» **Challenges**:
A: In the article on SAP data decommissioning, what premium over previous license costs does Extended Maintenance carry?
B: Extend the article on SAP data decommissioning beyond its final sentence, keeping its technical tone.

7 min read
S/4HANA migration dominates the IT agenda. Yet while companies invest billions in new systems, the old ones often remain untouched. This costs money, creates compliance risks, and ties up resources needed elsewhere. Data decommissioning solves this problem-but is systematically overlooked in most migration projects.
Key Takeaways
- Nearly half of German-speaking SAP users plan to continue operating their ECC systems beyond 2027, despite the end of mainstream support (DSAG survey, February 2026).
- Legacy system maintenance typically consumes 15 percent of the IT budget-on systems no longer operationally required.
- There is virtually no independent editorial content on data decommissioning in the German-speaking region. The topic remains underreported, even as pressure to act intensifies.
- Modern data archiving solutions enable audit-proof access to legacy data via SaaS-without needing to keep source systems running.
SAP ECC: Support Ends, Systems Remain
SAP has clearly communicated its timeline. Mainstream support for ECC releases EHP 0 through 5 already expired at the end of 2025. Releases EHP 6 through 8 will follow suit by the end of 2027. After that, only Extended Maintenance remains-available at a 9 percent premium over previous license costs.
Reality diverges sharply from the roadmap. According to a DSAG survey conducted in February 2026, nearly half of German-speaking SAP users plan to continue operating their ECC systems beyond 2027. The reasons are understandable: S/4HANA migrations take longer than planned, cost more than budgeted, and tie up the best talent on the team.
What’s often overlooked: Even companies that successfully migrate to S/4HANA frequently leave their legacy systems running. Operational use may be complete, but historical data must remain accessible. German commercial law (GoBD) mandates audit-proof access for up to ten years. GDPR deletion deadlines must still be met. And in M&A transactions, warranty claims can require access to legacy data years later.
Definition
Data Decommissioning refers to the structured process of deliberately shutting down post-production IT systems. Data stored within them is migrated to a separate archival system that preserves audit-compliant access-without requiring continued operation of the source system.
The Forgotten Step: What Happens After Go-Live
An S/4HANA migration consists of two halves. The first half gets the attention, the budget, and the project teams: data migration, customization, testing, go-live. The second half is postponed: What happens to the legacy systems?
In practice, this means ECC instances, Navision systems, AS/400 applications, and mainframe apps remain running in the data center. They consume licenses, server resources, and administrative capacity. Patches must still be applied-even though no user actively works with them anymore. Expertise for these systems dwindles, while costs remain constant.

» **Records provided**:
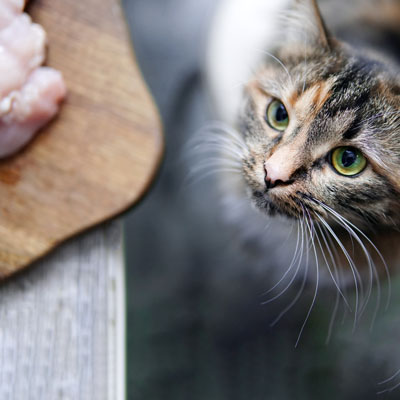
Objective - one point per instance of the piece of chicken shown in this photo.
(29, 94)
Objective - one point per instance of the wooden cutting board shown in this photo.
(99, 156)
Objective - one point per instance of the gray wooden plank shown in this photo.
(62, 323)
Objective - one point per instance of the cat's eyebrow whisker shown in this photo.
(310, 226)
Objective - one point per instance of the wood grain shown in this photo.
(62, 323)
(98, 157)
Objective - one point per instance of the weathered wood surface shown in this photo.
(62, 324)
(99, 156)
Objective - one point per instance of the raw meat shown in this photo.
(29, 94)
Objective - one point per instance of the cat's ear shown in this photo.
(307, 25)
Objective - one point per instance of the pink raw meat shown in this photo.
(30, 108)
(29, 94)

--

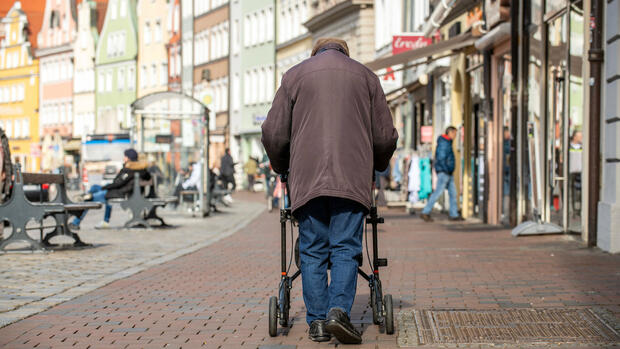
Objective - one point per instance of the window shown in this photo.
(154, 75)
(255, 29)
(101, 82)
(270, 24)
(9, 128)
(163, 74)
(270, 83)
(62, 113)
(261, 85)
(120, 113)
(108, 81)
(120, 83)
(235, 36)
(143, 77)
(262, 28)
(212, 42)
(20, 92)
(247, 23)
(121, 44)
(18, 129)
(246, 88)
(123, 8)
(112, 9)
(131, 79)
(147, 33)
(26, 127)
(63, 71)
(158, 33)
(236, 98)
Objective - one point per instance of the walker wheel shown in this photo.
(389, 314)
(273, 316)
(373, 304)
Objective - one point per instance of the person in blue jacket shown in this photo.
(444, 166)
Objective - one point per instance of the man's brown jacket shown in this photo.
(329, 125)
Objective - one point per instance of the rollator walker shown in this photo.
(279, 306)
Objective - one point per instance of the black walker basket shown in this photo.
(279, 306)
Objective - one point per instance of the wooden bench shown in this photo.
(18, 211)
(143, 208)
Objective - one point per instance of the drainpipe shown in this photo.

---

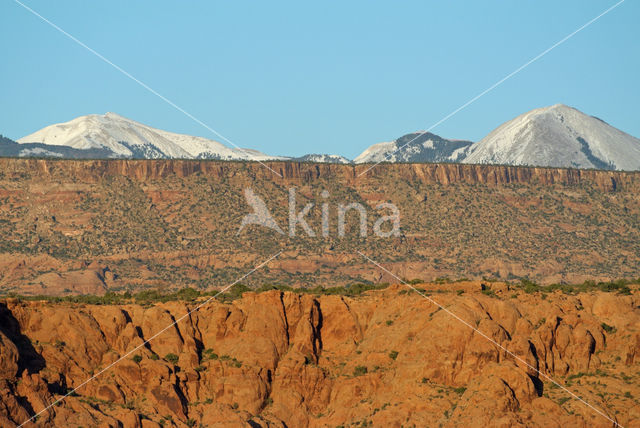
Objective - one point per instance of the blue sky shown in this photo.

» **Solved tasks**:
A: A 9 percent premium over previous license costs.

B:
IT leaders know this problem well. But there’s rarely a dedicated budget for “shutting down legacy systems.” Decommissioning never appears on roadmaps because it delivers no new features and doesn’t fill out a business case slide. Yet the math is simple: Every euro not spent maintaining dead systems becomes available for innovation.
Three Typical Scenarios for Data Decommissioning
Data decommissioning addresses situations that IT departments in the DACH region (Germany, Austria, Switzerland) regularly encounter. Here are three real-world scenarios.
Scenario 1: Post-Migration. A company has completed its transformation to S/4HANA while simultaneously consolidating multiple legacy systems. Operational data from the past two years has been migrated. However, historical data from ECC and Navision must remain accessible, as auditors, tax advisors, and internal compliance teams still require it. Instead of continuing to operate both legacy systems, the data is transferred to an archival system. The source systems are then decommissioned.
Scenario 2: M&A Transaction. Company A sells a business unit to Company B. Operational data is migrated, but both parties must retain access to historical records-for warranty claims, legal obligations, and compliance with Germany’s GoBD (principles for proper recordkeeping of digital documents). Creating a full system copy would be costly. A leaner alternative: a compliant archival tool that preserves data integrity while maintaining logical access.
Scenario 3: Data Center Shutdown. Servers must be removed from the data center by year-end. Business-critical historical data resides on an AS/400 and a mainframe-data that cannot be deleted due to regulatory requirements. The applications running on them aren’t cloud-compatible. Solution: export the data, store it in a cloud-based archival tool, and power down the legacy hardware.
How Modern Decommissioning Works
The approach has evolved significantly in recent years. Previously, the standard was SAP’s native archiving via ILM or running read-only copies. Both methods have limitations: ILM is complex, requires ongoing SAP licenses, and covers only SAP data. Read-only copies still need patching and administrative upkeep.
Modern historical data platforms-like Historia from SDD Group-take a different path. Data is exported from the source system and stored in a cloud-based data store. Access is provided through a web application that replicates the business logic of the retired system. Users see the data in its familiar structure-even though the original system no longer exists.
Pricing is based on storage volume, not user count. Unlimited users, single sign-on, role-based access control. For IT departments, this means: no recurring license fees for legacy systems, zero administrative overhead, and no patch management for end-of-life software.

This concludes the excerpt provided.